# INSTRUCTION
Extract each line of the entries below that contains the string "clicks".

Stored data:
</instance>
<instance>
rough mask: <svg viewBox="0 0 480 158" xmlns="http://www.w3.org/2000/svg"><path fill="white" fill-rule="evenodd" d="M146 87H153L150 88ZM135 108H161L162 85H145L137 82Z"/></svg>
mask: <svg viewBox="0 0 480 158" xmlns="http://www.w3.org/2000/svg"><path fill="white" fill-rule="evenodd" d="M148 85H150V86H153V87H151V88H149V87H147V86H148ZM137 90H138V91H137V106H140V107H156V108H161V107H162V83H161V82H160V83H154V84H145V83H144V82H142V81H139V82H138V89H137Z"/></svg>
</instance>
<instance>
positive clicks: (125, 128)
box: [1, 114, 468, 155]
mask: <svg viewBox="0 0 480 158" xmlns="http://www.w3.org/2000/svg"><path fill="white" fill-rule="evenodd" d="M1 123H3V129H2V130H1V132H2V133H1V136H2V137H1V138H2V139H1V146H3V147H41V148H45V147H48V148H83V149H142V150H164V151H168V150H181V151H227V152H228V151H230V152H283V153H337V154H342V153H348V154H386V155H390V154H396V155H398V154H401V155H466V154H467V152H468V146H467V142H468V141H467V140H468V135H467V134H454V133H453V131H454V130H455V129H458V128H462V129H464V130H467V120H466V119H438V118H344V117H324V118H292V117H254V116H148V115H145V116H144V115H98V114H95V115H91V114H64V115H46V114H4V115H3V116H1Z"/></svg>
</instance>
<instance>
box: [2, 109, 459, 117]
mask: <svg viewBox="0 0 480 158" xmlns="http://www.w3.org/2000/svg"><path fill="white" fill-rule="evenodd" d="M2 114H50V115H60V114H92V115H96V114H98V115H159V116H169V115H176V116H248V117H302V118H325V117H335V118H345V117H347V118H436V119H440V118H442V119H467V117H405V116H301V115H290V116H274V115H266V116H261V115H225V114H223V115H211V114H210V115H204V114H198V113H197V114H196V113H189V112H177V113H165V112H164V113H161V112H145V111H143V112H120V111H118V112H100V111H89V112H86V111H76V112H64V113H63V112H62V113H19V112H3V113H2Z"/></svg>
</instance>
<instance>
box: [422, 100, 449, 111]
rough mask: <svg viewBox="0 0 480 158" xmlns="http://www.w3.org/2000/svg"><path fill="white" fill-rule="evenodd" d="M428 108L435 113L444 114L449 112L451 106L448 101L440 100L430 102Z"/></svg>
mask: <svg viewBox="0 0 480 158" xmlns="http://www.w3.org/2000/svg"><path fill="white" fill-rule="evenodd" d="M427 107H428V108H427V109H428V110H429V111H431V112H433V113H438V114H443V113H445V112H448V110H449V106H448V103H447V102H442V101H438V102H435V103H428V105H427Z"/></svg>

...

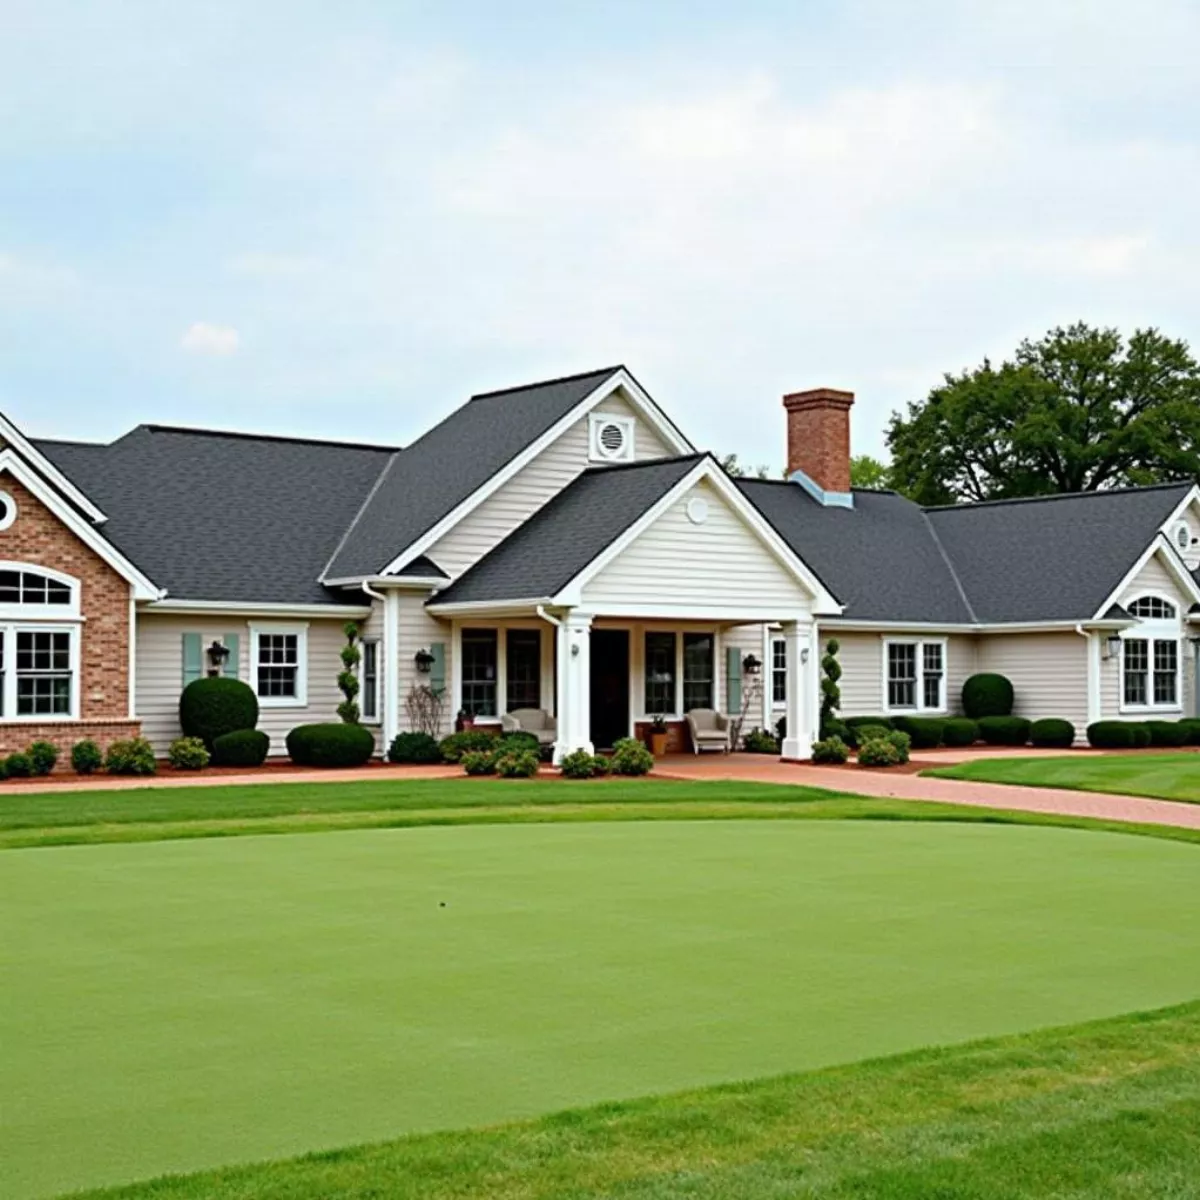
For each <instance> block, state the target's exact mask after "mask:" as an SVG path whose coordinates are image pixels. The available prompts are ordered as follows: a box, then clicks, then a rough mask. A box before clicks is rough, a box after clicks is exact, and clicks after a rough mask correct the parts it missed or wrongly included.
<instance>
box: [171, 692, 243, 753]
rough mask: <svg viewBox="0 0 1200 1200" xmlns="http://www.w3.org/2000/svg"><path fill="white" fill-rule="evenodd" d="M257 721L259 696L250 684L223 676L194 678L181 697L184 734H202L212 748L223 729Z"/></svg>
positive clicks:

# EXERCISE RESULT
positive clicks: (125, 128)
For each <instance> block, state the target's exact mask after "mask:" as an SVG path whose coordinates are image pixels. The available prompts are ordered as follows: a box, then clicks, then a rough mask. A box before clicks is rough, a box after clicks is exact, and clicks after a rough mask correct the parts it missed or wrongly included.
positive clicks:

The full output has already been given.